[Stored items]
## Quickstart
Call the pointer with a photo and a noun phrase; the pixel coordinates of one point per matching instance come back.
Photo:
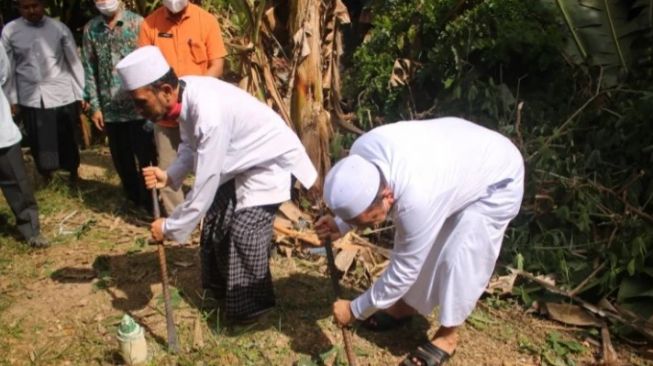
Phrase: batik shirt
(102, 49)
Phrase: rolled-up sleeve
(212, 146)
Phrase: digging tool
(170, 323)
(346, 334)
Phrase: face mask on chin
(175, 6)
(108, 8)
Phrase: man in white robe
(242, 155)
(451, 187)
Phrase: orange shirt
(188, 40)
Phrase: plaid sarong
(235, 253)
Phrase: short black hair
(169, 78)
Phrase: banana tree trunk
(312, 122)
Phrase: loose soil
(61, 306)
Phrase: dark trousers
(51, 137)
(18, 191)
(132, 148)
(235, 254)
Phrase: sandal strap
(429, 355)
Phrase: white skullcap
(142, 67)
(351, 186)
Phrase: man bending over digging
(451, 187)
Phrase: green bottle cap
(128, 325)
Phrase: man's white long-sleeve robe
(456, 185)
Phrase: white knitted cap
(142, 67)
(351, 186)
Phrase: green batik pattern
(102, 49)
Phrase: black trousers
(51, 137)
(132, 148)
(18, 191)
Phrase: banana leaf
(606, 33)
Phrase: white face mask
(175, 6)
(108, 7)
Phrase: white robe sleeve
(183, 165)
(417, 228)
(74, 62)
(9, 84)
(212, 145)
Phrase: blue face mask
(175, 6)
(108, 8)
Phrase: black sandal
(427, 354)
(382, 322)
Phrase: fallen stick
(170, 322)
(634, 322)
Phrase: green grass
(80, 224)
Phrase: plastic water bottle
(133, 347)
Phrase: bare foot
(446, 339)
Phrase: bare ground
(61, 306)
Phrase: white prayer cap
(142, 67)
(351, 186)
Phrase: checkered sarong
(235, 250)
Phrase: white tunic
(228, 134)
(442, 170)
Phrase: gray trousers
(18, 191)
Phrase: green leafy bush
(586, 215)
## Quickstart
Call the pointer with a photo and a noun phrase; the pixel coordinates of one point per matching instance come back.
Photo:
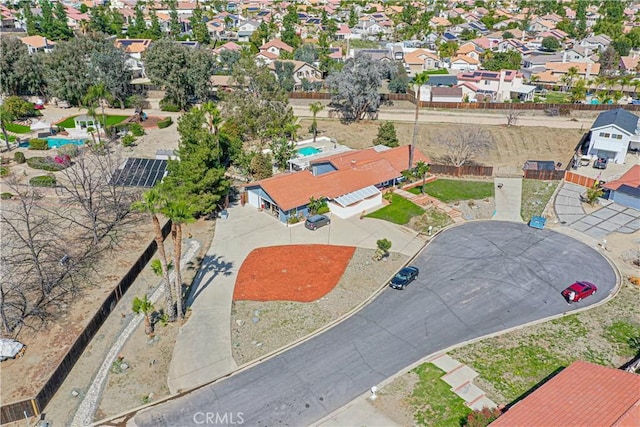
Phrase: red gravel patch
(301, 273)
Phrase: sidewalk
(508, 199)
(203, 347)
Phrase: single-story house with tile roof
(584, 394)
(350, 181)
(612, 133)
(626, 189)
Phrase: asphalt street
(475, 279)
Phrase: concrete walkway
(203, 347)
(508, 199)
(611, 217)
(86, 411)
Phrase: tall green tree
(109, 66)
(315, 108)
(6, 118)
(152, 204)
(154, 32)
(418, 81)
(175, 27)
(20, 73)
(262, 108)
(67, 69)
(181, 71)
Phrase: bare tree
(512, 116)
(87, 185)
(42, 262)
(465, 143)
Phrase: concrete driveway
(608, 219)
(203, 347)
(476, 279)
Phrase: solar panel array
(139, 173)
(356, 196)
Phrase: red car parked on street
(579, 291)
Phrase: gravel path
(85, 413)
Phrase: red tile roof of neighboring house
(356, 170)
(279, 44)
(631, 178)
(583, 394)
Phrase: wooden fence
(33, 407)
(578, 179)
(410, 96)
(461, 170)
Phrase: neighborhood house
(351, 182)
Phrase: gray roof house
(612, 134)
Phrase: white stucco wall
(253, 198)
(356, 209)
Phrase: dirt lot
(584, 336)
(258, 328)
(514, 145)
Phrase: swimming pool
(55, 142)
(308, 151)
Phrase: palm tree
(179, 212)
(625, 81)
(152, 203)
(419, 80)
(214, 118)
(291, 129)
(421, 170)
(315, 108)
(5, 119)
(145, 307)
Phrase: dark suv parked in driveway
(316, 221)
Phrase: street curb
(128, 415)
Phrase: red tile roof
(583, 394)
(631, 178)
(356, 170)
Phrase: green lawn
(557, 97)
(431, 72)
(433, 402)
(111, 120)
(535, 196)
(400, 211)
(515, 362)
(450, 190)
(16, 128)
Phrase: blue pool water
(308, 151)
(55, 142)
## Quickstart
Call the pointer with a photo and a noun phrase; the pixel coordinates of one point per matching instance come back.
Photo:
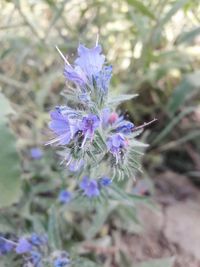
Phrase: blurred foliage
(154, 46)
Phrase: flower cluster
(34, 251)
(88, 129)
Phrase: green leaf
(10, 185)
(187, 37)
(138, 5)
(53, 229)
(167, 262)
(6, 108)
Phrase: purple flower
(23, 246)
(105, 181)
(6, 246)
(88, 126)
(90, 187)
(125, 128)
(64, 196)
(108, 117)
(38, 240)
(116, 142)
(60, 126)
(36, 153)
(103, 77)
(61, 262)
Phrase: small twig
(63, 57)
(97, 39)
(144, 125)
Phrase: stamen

> **Instruction**: Return every line of the stored items above verbatim, leaving out the pictures.

> **Answer to the task**:
## Quickstart
Call the pointer with a photo and a noun phrase; the pixel coordinates of one point per matching instance come back.
Photo:
Phrase: batik shirt
(102, 49)
Phrase: rolled-up sleeve
(212, 146)
Phrase: digging tool
(170, 323)
(346, 334)
Phrase: face mask on chin
(175, 6)
(108, 8)
Phrase: man in white robe
(242, 155)
(451, 187)
Phrase: orange shirt
(188, 40)
Phrase: plaid sarong
(235, 253)
Phrase: short black hair
(169, 78)
Phrase: banana tree trunk
(312, 122)
Phrase: loose soil
(61, 306)
Phrase: dark trousers
(51, 137)
(18, 191)
(132, 148)
(235, 254)
Phrase: sandal strap
(429, 355)
Phrase: white skullcap
(142, 67)
(351, 186)
Phrase: man bending over digging
(451, 187)
Phrase: green bottle cap
(128, 325)
Phrase: man's white long-sleeve robe
(456, 185)
Phrase: white knitted cap
(142, 67)
(351, 186)
Phrase: green batik pattern
(102, 49)
Phrase: black trousers
(51, 137)
(132, 148)
(18, 191)
Phrase: banana leaf
(606, 33)
Phrase: white face mask
(175, 6)
(108, 7)
Phrase: white robe sleeve
(183, 165)
(417, 228)
(74, 62)
(9, 84)
(212, 145)
Phrase: blue face mask
(175, 6)
(108, 8)
Phrase: black sandal
(427, 354)
(382, 322)
Phrase: fallen stick
(170, 322)
(634, 322)
Phrase: green grass
(80, 224)
Phrase: plastic water bottle
(133, 347)
Phrase: bare foot
(446, 339)
Phrase: bare ground
(61, 306)
Phrase: white prayer cap
(142, 67)
(351, 186)
Phrase: checkered sarong
(235, 250)
Phrase: white tunic
(228, 134)
(442, 170)
Phrase: gray trousers
(18, 191)
Phrase: green leafy bush
(586, 215)
## Quickstart
Call the pointer with a photo and a noun phrase; the pixel coordinates of one point per matching instance come back.
Photo:
Phrase: red gravel patch
(301, 273)
Phrase: sidewalk
(508, 199)
(203, 347)
Phrase: single-story house with tile roof
(584, 394)
(350, 181)
(612, 133)
(626, 189)
Phrase: asphalt street
(475, 279)
Phrase: concrete walkway
(203, 347)
(508, 199)
(611, 217)
(86, 411)
Phrase: tall green tree
(109, 66)
(315, 108)
(6, 118)
(152, 204)
(154, 32)
(418, 81)
(175, 27)
(20, 73)
(262, 108)
(67, 69)
(181, 71)
Phrase: bare tree
(512, 116)
(87, 185)
(42, 262)
(465, 143)
Phrase: concrete driveway
(608, 219)
(203, 347)
(476, 279)
Phrase: solar panel array
(139, 173)
(356, 196)
Phrase: red car parked on street
(579, 291)
Phrase: gravel path
(85, 413)
Phrase: red tile roof of neighboring house
(356, 170)
(279, 44)
(631, 178)
(583, 394)
Phrase: wooden fence
(33, 407)
(578, 179)
(410, 96)
(461, 170)
Phrase: neighborhood house
(351, 182)
Phrase: gray roof house
(612, 134)
Phrase: white stucco wall
(253, 198)
(356, 209)
Phrase: dirt lot
(584, 336)
(258, 328)
(514, 145)
Phrase: swimming pool
(55, 142)
(308, 151)
Phrase: palm tree
(179, 212)
(625, 81)
(152, 203)
(419, 80)
(214, 118)
(291, 129)
(421, 170)
(315, 108)
(5, 119)
(145, 307)
Phrase: dark suv parked in driveway
(316, 221)
Phrase: street curb
(128, 415)
Phrase: red tile roof
(583, 394)
(631, 178)
(356, 170)
Phrase: green lawn
(557, 97)
(431, 72)
(433, 402)
(111, 120)
(535, 196)
(400, 211)
(515, 362)
(450, 190)
(16, 128)
Phrase: blue pool water
(308, 151)
(55, 142)
## Quickstart
Call the pointer with a photo and a noun phrase; the pixel coordinates of one point per matching instance come back.
Photo:
Phrase: blurred foliage
(154, 46)
Phrase: flower cluster
(34, 251)
(88, 129)
Phrase: green leaf
(10, 185)
(187, 37)
(138, 5)
(53, 229)
(167, 262)
(6, 108)
Phrase: purple flower
(23, 246)
(105, 181)
(6, 246)
(88, 126)
(90, 187)
(125, 128)
(64, 196)
(108, 117)
(38, 240)
(116, 142)
(60, 126)
(36, 153)
(103, 77)
(61, 262)
Phrase: small twig
(63, 57)
(97, 39)
(144, 125)
Phrase: stamen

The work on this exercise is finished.